══ Supplied records

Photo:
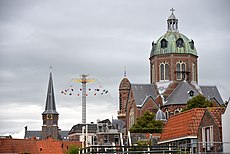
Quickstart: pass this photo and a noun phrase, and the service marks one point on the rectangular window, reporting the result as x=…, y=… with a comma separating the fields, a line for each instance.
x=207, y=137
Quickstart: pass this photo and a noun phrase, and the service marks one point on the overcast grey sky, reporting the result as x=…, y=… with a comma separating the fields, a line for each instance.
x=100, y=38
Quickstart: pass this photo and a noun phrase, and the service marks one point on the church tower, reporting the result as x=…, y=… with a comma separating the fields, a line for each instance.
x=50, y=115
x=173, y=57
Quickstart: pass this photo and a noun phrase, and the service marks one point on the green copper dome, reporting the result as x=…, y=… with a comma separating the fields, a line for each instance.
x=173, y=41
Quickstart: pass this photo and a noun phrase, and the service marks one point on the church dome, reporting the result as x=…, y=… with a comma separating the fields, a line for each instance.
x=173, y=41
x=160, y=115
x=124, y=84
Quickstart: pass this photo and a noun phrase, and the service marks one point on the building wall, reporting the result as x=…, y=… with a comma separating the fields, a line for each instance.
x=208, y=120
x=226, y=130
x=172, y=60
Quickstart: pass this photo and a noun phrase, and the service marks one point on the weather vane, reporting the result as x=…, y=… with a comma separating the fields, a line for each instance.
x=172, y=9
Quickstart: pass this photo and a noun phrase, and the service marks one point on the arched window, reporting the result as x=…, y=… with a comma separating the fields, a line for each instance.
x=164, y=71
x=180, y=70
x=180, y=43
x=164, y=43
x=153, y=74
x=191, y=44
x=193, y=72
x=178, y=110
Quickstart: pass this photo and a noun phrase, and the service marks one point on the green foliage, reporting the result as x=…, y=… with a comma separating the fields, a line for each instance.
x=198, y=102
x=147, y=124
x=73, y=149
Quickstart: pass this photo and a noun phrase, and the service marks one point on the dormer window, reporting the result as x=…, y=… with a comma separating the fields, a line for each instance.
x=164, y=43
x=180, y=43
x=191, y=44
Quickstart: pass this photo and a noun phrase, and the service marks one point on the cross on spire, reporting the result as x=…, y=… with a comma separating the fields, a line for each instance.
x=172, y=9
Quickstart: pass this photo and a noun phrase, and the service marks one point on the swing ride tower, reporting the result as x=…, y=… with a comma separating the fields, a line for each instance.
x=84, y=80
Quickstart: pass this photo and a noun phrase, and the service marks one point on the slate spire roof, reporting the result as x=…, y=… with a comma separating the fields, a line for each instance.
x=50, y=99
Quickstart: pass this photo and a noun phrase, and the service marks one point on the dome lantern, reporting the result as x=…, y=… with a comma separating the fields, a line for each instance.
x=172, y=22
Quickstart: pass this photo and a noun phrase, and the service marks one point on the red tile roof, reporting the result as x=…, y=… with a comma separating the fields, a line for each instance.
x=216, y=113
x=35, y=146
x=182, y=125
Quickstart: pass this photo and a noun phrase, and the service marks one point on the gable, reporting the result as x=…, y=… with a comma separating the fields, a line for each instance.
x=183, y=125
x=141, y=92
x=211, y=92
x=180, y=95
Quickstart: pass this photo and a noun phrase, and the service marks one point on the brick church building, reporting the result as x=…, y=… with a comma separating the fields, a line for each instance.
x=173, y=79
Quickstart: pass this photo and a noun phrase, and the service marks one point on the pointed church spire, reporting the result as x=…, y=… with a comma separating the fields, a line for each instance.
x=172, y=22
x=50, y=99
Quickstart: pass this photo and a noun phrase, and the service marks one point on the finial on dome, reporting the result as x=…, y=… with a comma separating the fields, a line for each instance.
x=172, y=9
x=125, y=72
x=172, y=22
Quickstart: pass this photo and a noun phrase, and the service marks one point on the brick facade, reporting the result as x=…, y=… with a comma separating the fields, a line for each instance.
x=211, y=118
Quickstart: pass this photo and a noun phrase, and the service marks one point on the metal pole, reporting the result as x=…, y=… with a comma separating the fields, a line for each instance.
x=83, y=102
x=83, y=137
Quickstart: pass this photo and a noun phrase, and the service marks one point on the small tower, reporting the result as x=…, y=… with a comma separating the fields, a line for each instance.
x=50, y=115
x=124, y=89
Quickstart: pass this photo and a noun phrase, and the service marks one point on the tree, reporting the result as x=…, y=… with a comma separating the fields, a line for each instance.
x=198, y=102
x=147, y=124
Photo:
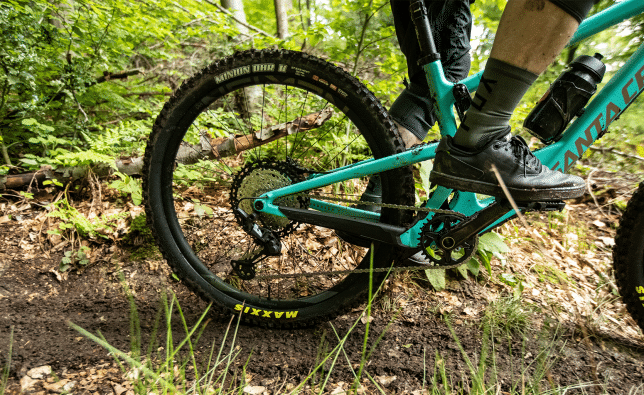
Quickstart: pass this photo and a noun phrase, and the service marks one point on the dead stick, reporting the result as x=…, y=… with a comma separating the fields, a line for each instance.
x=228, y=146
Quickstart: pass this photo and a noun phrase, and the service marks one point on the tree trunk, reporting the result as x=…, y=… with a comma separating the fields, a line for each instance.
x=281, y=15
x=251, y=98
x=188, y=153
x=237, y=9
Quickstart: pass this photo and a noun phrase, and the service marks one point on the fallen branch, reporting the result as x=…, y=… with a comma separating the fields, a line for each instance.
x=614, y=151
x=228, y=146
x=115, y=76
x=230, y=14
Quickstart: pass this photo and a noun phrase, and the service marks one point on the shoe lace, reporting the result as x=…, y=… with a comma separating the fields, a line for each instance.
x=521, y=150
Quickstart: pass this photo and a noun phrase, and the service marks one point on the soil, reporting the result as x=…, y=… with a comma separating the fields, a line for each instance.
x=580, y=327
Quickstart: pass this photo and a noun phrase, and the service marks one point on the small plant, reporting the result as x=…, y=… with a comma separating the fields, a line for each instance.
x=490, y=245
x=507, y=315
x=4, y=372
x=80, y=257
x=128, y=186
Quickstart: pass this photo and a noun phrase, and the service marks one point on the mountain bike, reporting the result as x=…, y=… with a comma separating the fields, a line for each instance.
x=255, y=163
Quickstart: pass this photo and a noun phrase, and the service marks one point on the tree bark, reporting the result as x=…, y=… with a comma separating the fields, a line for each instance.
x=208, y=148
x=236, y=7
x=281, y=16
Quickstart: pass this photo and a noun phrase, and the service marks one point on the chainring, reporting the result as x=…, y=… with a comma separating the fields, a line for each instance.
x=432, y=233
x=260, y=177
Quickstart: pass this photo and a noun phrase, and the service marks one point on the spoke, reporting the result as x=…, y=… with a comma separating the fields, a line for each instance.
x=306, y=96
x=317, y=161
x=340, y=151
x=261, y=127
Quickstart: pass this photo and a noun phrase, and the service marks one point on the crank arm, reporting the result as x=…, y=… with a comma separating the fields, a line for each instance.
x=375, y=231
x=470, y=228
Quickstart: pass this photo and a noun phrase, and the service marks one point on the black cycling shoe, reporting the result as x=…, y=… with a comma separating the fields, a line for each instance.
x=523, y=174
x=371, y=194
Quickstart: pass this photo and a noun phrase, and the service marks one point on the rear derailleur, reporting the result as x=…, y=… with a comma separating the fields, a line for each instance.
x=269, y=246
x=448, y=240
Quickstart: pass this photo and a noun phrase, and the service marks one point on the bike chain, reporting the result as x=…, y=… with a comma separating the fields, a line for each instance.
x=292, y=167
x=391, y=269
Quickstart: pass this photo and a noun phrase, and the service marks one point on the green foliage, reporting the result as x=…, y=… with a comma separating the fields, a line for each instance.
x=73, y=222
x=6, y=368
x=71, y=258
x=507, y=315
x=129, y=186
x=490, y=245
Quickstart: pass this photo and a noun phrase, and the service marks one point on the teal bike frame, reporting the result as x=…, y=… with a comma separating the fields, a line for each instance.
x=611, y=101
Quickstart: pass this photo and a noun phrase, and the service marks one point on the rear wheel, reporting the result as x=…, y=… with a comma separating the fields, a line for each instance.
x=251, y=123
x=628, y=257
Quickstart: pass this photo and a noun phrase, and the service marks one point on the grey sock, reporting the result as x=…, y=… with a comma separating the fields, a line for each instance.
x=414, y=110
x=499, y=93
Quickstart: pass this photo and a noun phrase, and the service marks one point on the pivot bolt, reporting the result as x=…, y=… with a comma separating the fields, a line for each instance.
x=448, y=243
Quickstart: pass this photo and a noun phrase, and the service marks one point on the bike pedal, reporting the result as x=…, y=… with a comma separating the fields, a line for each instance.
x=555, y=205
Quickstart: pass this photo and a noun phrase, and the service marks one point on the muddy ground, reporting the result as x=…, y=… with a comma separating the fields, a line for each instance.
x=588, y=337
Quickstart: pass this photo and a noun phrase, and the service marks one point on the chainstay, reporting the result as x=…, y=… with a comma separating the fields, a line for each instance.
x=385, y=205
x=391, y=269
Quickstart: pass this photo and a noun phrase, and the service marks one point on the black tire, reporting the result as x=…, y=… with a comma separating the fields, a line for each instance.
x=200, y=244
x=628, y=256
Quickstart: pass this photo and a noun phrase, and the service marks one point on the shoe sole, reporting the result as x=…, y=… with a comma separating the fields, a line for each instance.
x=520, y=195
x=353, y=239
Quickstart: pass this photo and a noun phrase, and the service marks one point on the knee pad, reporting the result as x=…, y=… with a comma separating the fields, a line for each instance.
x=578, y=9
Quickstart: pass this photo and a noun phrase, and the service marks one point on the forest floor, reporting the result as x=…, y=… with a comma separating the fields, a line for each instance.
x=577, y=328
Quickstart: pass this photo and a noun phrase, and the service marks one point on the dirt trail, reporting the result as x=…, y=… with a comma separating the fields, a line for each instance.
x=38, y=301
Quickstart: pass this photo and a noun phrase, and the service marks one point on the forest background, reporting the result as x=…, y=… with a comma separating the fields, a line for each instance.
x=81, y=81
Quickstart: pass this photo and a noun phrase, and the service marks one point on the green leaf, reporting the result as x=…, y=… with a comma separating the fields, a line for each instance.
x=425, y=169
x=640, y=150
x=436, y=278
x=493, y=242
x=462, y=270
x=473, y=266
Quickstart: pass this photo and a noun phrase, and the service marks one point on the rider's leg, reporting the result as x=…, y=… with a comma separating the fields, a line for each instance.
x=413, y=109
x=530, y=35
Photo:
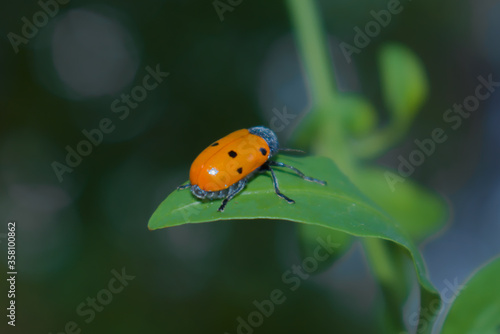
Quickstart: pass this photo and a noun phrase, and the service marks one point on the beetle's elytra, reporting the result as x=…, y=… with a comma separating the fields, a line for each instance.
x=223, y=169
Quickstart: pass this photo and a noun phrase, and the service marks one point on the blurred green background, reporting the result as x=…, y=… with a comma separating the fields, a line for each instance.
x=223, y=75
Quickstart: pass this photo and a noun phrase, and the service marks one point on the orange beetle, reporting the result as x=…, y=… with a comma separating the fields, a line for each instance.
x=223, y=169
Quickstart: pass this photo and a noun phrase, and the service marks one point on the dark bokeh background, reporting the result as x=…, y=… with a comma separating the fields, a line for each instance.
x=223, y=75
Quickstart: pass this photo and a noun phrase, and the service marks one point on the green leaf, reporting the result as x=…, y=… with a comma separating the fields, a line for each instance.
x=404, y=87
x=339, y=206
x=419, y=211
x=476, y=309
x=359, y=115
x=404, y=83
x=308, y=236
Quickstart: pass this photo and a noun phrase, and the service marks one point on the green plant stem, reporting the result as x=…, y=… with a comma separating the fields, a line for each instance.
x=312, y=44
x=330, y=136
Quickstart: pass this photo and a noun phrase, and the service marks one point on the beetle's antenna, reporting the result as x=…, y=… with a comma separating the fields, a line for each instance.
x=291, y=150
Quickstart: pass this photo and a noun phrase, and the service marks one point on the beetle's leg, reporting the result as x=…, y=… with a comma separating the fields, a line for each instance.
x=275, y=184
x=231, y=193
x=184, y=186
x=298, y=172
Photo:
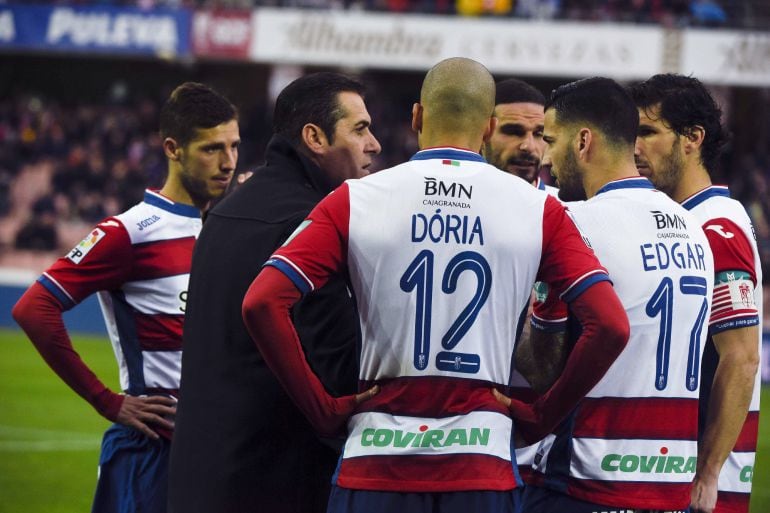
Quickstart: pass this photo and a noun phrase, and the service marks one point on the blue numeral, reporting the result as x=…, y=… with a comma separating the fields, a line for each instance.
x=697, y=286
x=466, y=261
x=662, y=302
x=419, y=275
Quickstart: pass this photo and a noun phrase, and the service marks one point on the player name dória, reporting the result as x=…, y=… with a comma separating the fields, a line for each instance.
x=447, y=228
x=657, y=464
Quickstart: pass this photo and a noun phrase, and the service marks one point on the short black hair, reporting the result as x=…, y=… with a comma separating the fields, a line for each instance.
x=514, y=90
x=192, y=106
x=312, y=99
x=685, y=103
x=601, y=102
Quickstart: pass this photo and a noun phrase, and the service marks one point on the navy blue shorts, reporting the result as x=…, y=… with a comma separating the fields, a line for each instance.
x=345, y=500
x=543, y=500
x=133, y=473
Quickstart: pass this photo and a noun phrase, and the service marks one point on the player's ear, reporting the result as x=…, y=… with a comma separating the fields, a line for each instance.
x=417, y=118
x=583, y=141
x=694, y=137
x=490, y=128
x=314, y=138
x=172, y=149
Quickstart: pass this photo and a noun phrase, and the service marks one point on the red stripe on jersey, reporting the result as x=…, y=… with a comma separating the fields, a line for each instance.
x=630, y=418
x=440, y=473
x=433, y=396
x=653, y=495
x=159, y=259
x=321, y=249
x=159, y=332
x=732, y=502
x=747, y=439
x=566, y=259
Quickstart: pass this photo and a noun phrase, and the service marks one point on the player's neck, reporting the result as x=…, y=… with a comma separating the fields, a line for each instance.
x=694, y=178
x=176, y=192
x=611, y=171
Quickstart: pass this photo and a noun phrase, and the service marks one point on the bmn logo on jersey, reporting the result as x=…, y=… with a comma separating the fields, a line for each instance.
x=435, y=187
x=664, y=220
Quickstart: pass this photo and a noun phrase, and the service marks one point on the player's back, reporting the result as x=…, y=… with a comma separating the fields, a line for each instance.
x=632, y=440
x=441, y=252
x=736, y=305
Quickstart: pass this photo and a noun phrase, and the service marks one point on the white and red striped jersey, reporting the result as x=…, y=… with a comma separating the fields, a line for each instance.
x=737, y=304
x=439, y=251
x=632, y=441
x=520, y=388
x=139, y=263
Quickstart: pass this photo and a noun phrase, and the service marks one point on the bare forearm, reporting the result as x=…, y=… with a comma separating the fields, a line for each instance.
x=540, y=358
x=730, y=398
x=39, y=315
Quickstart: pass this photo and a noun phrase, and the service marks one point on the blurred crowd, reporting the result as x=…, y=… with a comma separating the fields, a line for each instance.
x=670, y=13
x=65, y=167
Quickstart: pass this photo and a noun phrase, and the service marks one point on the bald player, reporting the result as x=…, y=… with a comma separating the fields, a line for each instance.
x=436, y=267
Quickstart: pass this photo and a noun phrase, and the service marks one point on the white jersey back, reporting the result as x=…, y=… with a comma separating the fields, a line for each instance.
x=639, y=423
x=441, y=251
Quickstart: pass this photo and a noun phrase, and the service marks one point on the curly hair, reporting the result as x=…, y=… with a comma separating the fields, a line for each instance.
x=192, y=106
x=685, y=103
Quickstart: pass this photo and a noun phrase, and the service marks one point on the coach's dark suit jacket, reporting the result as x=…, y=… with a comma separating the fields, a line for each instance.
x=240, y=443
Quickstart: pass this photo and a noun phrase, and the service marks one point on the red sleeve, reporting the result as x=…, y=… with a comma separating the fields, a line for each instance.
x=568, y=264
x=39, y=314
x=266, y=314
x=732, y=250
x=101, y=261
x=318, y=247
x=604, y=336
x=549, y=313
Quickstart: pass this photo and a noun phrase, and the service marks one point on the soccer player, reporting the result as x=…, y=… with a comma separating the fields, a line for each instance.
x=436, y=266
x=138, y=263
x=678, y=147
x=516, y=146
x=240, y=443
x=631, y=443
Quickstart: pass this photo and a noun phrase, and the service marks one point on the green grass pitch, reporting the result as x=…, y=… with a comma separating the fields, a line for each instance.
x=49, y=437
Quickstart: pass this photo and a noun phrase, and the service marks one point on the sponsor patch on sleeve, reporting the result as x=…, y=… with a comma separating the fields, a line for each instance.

════

Please extract exactly, and only, the lines from the line containing "on the coach's" through the last line of the records.

Quickstart: pass this photo and a noun phrase, and the service marks one point on the coach's dark suit jacket, reporting the result as x=…, y=… with a comma separating the fields, a line for each instance.
x=240, y=443
Quickstart: pass this photo and a noun phrase, and the service marks one point on the red sleeve, reporting the result as x=…, y=… with a comma separating the fields, a line for each instance.
x=568, y=264
x=39, y=314
x=266, y=314
x=732, y=250
x=101, y=261
x=318, y=247
x=604, y=336
x=549, y=313
Quickstart: pass this photo and a noun phrase, and the service marks one point on the soccer player, reporting the result as x=…, y=… with a comma separating the fields, a line for each instance.
x=436, y=266
x=138, y=263
x=678, y=147
x=516, y=146
x=240, y=443
x=631, y=443
Quickstart: pass this photo and a noun phrase, and the service marks one point on the green grass pitch, reporting the result as x=…, y=… with a comma separating the fields, a line for each instance.
x=49, y=437
Quickstart: pass this photo and a noun phrase, and the service marks one point on the sponsor patch on sleeve, reporting the result as x=…, y=… with a comma separating the fields, a line for each instance.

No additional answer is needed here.